# Problem description:
Exclude the pictures and repeat all of the data exactly.

# Image-grounded pointing data:
= = =
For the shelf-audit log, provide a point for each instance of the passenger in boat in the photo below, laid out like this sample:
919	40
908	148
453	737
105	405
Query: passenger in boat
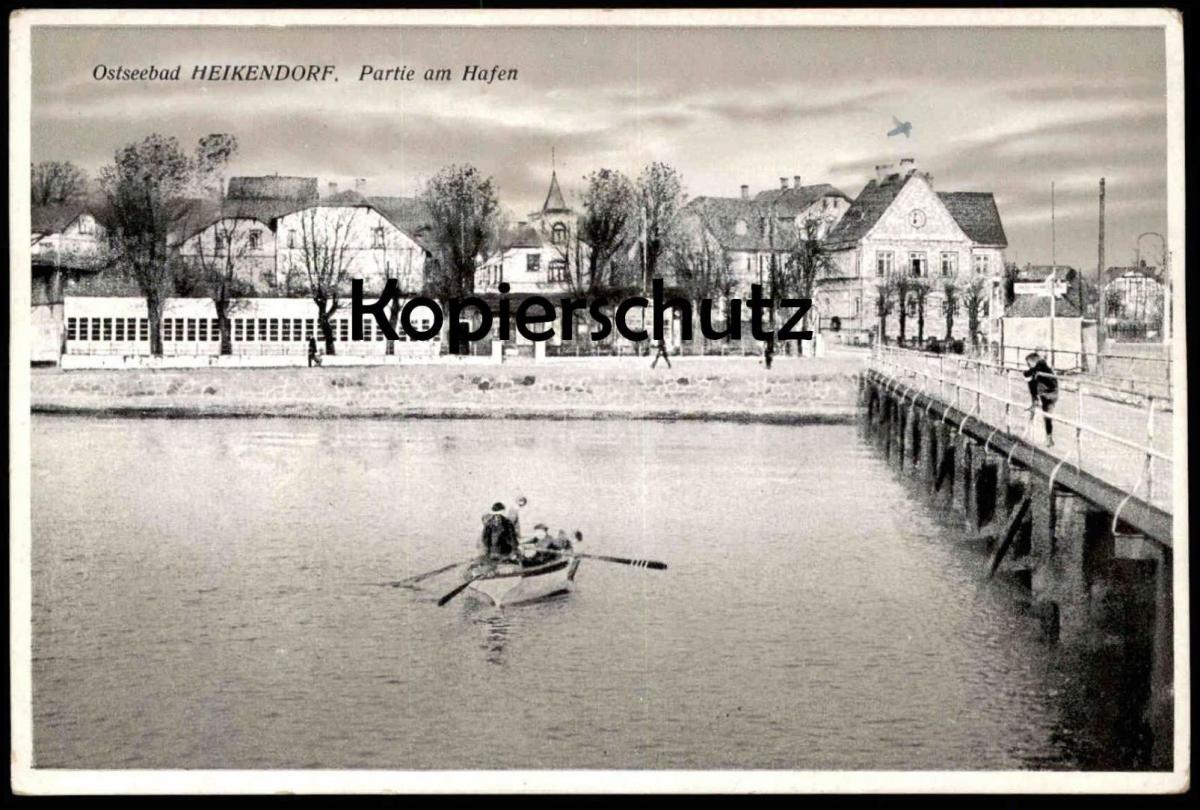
499	537
562	543
514	514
= = =
# Solved problem:
For the shelf-audit log, provide a point for each instance of the passenger in boat in the photo below, laid out like this sample:
919	40
908	148
453	737
105	405
Query: passenger in boat
499	537
562	543
514	514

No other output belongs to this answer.